EXERCISE:
Convert all of the records below into a two-column CSV with the header input,output and one row per record. Put each record's text in input and its answer in output, writing each as a single quoted field with line breaks replaced by spaces.

PROVIDED INFORMATION:
------------------------------------------------------------
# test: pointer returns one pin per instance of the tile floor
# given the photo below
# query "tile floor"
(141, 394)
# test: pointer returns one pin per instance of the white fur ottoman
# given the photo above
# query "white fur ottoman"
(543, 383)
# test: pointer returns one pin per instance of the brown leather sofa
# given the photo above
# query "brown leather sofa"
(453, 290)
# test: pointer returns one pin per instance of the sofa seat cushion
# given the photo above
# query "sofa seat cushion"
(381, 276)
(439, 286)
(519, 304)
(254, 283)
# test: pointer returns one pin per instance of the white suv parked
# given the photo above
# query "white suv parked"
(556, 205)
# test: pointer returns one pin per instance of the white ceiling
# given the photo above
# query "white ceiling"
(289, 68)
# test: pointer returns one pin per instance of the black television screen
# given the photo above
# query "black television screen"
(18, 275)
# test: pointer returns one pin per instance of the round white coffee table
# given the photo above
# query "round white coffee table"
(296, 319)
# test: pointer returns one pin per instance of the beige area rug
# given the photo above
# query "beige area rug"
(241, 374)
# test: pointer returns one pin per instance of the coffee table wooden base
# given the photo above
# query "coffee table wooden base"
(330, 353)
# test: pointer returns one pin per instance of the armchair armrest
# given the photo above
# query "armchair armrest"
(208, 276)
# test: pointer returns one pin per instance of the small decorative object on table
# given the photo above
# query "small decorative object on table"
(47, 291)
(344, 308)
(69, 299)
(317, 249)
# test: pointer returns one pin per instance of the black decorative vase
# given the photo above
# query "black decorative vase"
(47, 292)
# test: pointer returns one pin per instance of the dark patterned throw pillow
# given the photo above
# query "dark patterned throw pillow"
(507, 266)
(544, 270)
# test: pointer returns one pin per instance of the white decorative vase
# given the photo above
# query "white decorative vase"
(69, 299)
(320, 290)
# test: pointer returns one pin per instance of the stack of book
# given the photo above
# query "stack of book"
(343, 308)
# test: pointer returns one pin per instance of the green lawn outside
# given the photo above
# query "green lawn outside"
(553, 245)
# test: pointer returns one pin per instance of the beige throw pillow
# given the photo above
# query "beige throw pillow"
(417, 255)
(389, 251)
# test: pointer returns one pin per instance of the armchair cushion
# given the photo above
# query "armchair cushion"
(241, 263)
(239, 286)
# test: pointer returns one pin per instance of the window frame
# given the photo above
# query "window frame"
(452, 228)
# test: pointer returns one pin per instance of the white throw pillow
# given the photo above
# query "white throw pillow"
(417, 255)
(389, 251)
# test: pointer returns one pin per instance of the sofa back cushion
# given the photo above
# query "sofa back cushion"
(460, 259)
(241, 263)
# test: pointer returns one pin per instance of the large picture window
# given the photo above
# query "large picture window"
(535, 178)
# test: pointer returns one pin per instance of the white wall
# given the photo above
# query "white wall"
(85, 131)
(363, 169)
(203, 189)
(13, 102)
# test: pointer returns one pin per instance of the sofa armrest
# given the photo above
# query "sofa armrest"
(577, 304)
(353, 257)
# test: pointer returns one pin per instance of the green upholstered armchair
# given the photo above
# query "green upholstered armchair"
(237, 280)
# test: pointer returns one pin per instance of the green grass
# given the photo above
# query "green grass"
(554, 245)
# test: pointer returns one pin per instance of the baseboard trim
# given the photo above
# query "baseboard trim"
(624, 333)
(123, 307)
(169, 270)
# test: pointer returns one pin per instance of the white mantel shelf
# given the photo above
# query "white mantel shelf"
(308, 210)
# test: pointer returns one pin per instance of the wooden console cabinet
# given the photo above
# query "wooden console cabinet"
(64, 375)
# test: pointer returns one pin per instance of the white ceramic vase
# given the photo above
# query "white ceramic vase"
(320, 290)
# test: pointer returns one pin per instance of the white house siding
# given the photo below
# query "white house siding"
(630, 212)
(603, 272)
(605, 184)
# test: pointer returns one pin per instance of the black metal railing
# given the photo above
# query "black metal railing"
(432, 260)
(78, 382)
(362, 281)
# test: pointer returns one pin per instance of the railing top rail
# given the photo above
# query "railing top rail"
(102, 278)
------------------------------------------------------------
WORKED ANSWER:
input,output
"# test: pointer returns one pin per instance of the tile floor # given the photo below # query ""tile floor""","(141, 394)"
"# test: pointer returns one pin per instance of the white fur ottoman # given the photo above # query ""white fur ottoman""","(543, 383)"
"# test: pointer returns one pin per instance of the brown leather sofa # given the photo above # query ""brown leather sofa""","(453, 290)"
"# test: pointer returns one pin per instance of the sofa seat cushion # given the photo above # query ""sofa seat cushion""","(381, 276) (439, 286) (519, 304) (254, 283)"
"# test: pointer returns one pin per instance of the white suv parked # given the photo above # query ""white suv parked""","(556, 205)"
"# test: pointer returns one pin per instance of the white ceiling # given the photo above # query ""white ceiling""","(289, 68)"
"# test: pointer returns one pin per instance of the black television screen # given the photo above # query ""black television screen""","(18, 275)"
"# test: pointer returns one pin per instance of the round white coffee table # given the photo above # query ""round white coffee table""","(296, 319)"
"# test: pointer returns one pin per instance of the beige area rug # given the photo above # query ""beige area rug""","(241, 374)"
"# test: pointer returns one pin per instance of the coffee table wooden base # given the photo above # query ""coffee table wooden base""","(330, 353)"
"# test: pointer returns one pin per instance of the armchair armrest # given the photo above # query ""armchair armrest""","(208, 276)"
"# test: pointer returns one pin per instance of the small decorative object on table # given the photo above # query ""small decorative object on table""","(47, 291) (344, 308) (69, 299) (317, 249)"
"# test: pointer returns one pin per instance of the black decorative vase # given the photo above # query ""black decorative vase""","(47, 292)"
"# test: pointer returns one pin per instance of the dark patterned throw pillow # given the photo above # query ""dark patterned throw pillow""","(507, 266) (544, 270)"
"# test: pointer returns one pin per instance of the white decorative vase # given the photo above # query ""white decorative vase""","(69, 299) (320, 290)"
"# test: pointer returns one pin per instance of the stack of book # given the photo above # query ""stack of book""","(343, 308)"
"# test: pointer returns one pin per instance of the green lawn outside # given the photo above # query ""green lawn outside""","(553, 245)"
"# test: pointer returns one pin per instance of the beige throw pillow # given the photo above # query ""beige throw pillow""","(417, 255) (389, 251)"
"# test: pointer returns one pin per instance of the armchair cushion # given the photo above # query ""armchair cushion""","(241, 263) (239, 286)"
"# test: pointer returns one pin per instance of the window frame # given the photo above # query ""window frame""","(452, 228)"
"# test: pointer returns one pin per instance of the white throw pillow # given the photo above # query ""white throw pillow""","(417, 255) (389, 251)"
"# test: pointer returns one pin per instance of the sofa back cushion # given the photo above # query ""sofa back cushion""","(460, 259) (241, 263)"
"# test: pointer returns one pin per instance of the large picture window # given the photo above # query ""large picture window""","(535, 178)"
"# test: pointer returns one pin per instance of the white wall # given the photo above # query ""white wall""","(85, 131) (363, 169) (203, 189) (13, 102)"
"# test: pointer returns one pin per instance of the sofa armrest # given the photo above # query ""sofa armrest""","(577, 304) (353, 257)"
"# test: pointer returns one pin per instance of the green upholstered armchair # given the photo above # query ""green upholstered armchair""","(237, 280)"
"# test: pointer returns one pin per instance of the green grass # given the photo above # query ""green grass""","(554, 245)"
"# test: pointer returns one pin per instance of the baseboard trim # given the photo above # query ""baseboard trim""","(624, 333) (123, 307) (169, 270)"
"# test: pointer returns one pin per instance of the white mantel shelf # given the photo above # query ""white mantel shelf""","(308, 210)"
"# test: pointer returns one pin per instance of the wooden console cabinet # given the photo above # query ""wooden console cabinet""","(64, 375)"
"# test: pointer returns one pin per instance of the white ceramic vase # given the photo above # query ""white ceramic vase""","(320, 290)"
"# test: pointer returns one pin per instance of the white house siding # given the photo below # query ""white house siding""","(630, 212) (603, 272) (605, 184)"
"# test: pointer returns one pin per instance of the black metal railing # given the photo above # query ""black metal railing""","(432, 260) (78, 382) (362, 281)"
"# test: pointer returns one pin per instance of the railing top rail # given the photo above # query ""railing top rail""","(102, 278)"